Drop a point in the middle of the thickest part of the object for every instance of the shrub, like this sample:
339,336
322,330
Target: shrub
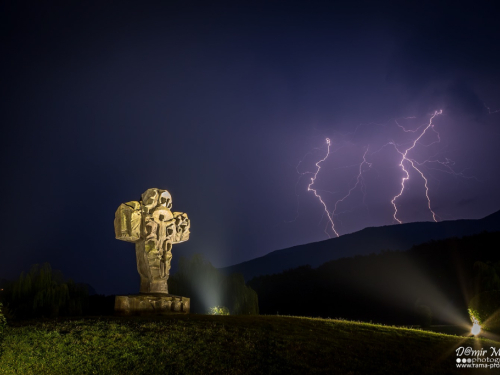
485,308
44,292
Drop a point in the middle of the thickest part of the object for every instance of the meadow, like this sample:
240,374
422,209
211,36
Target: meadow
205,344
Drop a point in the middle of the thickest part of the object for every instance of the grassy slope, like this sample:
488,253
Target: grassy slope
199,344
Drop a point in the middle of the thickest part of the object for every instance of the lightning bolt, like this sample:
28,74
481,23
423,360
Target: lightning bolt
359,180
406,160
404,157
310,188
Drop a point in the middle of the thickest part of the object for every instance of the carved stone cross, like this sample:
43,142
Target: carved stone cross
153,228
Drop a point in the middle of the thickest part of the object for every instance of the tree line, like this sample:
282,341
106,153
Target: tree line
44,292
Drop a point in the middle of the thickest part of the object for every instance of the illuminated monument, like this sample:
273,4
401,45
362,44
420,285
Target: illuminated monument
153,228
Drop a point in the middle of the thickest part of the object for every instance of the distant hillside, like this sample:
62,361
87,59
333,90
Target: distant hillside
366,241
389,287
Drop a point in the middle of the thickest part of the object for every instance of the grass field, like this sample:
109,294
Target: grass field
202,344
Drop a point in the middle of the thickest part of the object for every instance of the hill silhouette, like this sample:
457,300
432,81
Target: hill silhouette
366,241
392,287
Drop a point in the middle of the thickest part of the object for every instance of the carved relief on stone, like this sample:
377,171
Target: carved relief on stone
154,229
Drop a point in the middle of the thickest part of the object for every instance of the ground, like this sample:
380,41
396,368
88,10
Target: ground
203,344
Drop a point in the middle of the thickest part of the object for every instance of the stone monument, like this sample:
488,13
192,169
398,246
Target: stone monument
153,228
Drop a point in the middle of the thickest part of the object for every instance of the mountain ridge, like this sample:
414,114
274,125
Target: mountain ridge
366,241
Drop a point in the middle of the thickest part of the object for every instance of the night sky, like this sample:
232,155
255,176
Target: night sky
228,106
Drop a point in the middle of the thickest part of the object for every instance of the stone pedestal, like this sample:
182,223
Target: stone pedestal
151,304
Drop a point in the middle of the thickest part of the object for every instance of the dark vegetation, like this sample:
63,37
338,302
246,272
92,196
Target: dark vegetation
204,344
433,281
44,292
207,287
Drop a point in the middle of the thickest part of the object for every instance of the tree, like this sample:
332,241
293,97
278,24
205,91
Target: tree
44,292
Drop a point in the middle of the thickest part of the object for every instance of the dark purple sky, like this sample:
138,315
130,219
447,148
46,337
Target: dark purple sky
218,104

+ + + + + + +

Give the data again exactly. Keep the images out.

# Answer for this exercise
Drop a point in the middle of the thickest part of the object for every instance of the shrub, like this sample:
339,336
322,330
Target: shrub
485,308
44,292
Drop a point in the middle of the thickest part of the object for every instance of the meadow, like this sample:
240,374
422,209
211,36
Target: meadow
205,344
Drop a point in the middle of the thickest part of the object for every instance of the grassy slope, like this sample:
488,253
Target: grassy slope
199,344
Drop a point in the middle of the thickest part of the object for every instance of the lightning bolt, like this sample:
28,74
481,23
423,360
Target: lightning bolt
359,180
406,160
404,157
310,188
Drop a point in the middle of the thickest part of the object for every instance of the carved stone cross, like this sample:
43,142
Target: carved stone cross
153,228
Drop a point in the middle of the thickest part of the object for every instance of the tree line, like this sample:
282,341
106,153
Target: tree line
44,292
Drop a point in the middle of the thickest part of the object for every instance of the illuminated monument, like this sample:
273,4
401,45
362,44
420,285
Target: illuminated monument
153,228
Drop a point in the middle of the thickest part of the object for every instance of the distant hillside, like this sample:
62,361
87,59
333,90
Target: distant hillside
366,241
389,287
Drop a point in the middle of the thickest part of the object for every instance of the grass field, like this sample:
109,294
Target: grass field
202,344
Drop a point in the middle of the thickest part of the object for every instance of the hill silhouette, like this sample:
457,300
432,81
Target: hill silhouette
366,241
392,287
Drop a point in the middle of the thickest part of the object for every instance of the carved relief on stone, like this sample:
377,171
Target: carved relief on stone
154,229
Drop a point in the middle of the thickest part of the object for every instance of the ground, like this sample:
380,41
396,368
88,10
Target: ground
203,344
Drop a point in the middle of the thickest part of the object for every instance of the stone monument, like this sample:
488,13
192,169
398,246
Target: stone monument
153,228
Drop a point in the middle of the thickest part of the object for every instance of the mountain ridge, like this sample:
414,114
274,125
Target: mountain ridge
366,241
Drop a point in the middle of the thickest part of the object for every instance of the night sky, like this sample:
232,155
255,176
Target: night sky
228,106
Drop a point in the middle of the thickest part of the object for every instance of the stone pedestal, like this sample:
182,223
Target: stone pedestal
151,304
Drop a point in the middle of the thickest part of the object for every instance of the dark vegetation, like this sample:
63,37
338,302
246,272
92,196
Target: dark vegetation
204,344
433,281
44,292
207,287
Drop a point in the middle of the thickest part of the object for every instance of the tree, like this sample:
332,241
293,97
278,24
205,91
Target: tree
44,292
Drop a point in the middle of the thickest part of the object for every instance of the dark purple sky, like this sample:
138,315
130,219
447,148
46,337
Target: dark purple sky
218,104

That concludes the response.